— start —

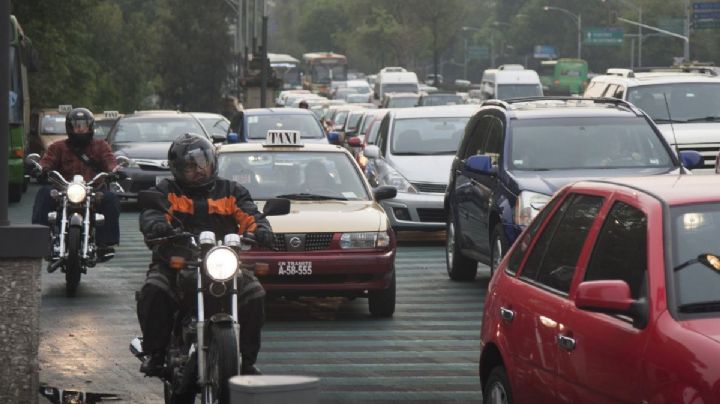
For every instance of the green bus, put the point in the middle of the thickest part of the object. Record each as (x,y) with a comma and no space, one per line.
(22,60)
(563,76)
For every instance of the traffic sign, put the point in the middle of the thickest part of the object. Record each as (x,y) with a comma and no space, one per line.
(544,52)
(608,36)
(478,52)
(706,6)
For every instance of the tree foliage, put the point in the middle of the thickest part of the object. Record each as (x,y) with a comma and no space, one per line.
(134,54)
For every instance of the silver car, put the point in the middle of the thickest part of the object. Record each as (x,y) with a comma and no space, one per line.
(413,153)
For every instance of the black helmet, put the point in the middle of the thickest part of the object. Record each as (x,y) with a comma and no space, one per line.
(191,152)
(80,126)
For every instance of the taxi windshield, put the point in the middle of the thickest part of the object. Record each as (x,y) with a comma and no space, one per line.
(307,124)
(52,125)
(295,175)
(694,232)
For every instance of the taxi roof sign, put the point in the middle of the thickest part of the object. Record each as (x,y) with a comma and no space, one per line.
(283,138)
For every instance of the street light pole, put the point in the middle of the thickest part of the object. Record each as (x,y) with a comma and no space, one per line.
(577,18)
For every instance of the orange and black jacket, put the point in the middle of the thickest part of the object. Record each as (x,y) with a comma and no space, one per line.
(225,208)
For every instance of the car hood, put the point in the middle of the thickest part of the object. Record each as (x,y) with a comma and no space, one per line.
(691,133)
(142,150)
(548,182)
(432,169)
(709,327)
(329,217)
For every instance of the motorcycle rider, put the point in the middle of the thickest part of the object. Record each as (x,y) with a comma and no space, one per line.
(200,201)
(80,154)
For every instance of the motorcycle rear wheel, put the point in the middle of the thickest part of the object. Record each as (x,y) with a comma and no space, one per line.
(72,262)
(222,364)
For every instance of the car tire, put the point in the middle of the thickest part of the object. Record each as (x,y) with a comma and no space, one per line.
(498,247)
(459,267)
(497,388)
(382,302)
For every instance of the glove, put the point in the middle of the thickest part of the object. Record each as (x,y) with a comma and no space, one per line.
(161,229)
(264,237)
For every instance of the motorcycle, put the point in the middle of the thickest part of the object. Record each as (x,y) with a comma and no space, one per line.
(204,350)
(73,240)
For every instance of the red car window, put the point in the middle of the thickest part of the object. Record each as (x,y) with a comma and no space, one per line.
(553,260)
(621,249)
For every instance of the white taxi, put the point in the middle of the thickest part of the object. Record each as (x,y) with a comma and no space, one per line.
(336,240)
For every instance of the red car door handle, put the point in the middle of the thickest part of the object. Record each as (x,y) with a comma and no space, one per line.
(566,343)
(507,314)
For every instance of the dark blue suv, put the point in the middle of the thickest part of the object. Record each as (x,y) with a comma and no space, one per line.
(515,154)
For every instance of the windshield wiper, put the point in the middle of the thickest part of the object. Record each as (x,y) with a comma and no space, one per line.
(705,119)
(700,307)
(304,196)
(666,120)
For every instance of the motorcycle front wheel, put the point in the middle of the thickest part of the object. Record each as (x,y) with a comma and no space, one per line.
(72,262)
(222,364)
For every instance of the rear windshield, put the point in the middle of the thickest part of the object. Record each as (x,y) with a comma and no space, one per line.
(427,136)
(308,125)
(577,143)
(154,129)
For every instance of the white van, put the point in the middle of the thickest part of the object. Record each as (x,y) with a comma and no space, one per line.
(396,82)
(510,81)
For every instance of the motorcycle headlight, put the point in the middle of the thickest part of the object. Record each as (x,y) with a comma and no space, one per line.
(528,205)
(76,193)
(369,239)
(221,263)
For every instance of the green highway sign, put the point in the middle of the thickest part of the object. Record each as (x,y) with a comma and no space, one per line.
(706,24)
(606,36)
(478,52)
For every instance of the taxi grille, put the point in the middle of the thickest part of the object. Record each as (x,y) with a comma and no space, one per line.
(313,241)
(430,188)
(431,215)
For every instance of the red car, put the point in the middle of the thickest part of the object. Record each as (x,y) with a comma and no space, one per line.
(612,294)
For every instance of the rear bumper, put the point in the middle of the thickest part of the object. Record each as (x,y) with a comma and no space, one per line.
(327,273)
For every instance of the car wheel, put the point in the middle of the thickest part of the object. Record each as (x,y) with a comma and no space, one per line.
(497,388)
(382,302)
(459,267)
(498,247)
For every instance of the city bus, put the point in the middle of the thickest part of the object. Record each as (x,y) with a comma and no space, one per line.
(287,69)
(22,59)
(321,69)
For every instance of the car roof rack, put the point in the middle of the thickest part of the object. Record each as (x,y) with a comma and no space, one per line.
(629,73)
(505,104)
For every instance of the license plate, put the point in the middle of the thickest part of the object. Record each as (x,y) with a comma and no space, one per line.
(159,178)
(294,268)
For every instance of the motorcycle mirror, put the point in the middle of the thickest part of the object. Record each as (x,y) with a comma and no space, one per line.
(153,200)
(34,157)
(123,161)
(276,207)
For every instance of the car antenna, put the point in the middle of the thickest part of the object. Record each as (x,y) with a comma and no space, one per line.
(672,128)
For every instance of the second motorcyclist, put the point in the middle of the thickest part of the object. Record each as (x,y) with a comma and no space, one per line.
(200,201)
(80,154)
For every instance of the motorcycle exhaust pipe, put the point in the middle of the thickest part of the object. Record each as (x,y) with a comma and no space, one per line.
(54,266)
(136,348)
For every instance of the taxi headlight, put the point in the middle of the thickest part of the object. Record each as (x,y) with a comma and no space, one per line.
(76,193)
(370,239)
(221,263)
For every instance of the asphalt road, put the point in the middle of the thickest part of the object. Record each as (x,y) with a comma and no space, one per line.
(427,352)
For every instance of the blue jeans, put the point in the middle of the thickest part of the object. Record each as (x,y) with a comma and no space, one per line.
(107,234)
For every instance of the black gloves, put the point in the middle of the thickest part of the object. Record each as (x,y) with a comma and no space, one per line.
(161,229)
(264,236)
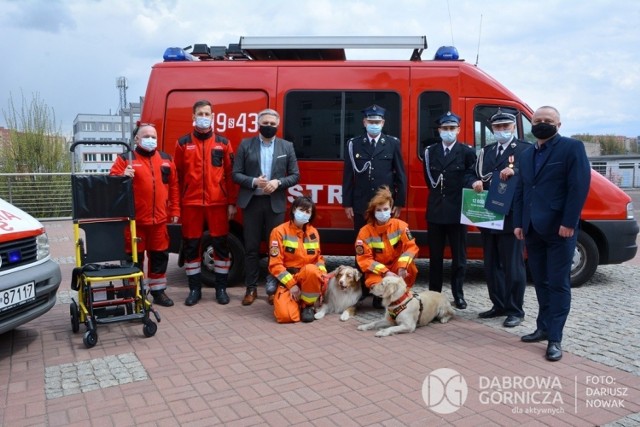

— end —

• DIRECTION: Return, unchanged, each line above that contains the word "windshield".

• THE OUTPUT:
For every instance of the taxi windshield, put the point in the middle of the thickest part of the object. Record each as (x,y) with a comma and no space, one per line.
For every instance of the windshield wiper, put the point in the middle of the thickest part of the object. Record each as (x,y) with a comma and no space, one per line.
For every instance of the rear windshield, put the point in the middle of the thickest part of the object. Record each as (x,y) with a comma and no space, one per line.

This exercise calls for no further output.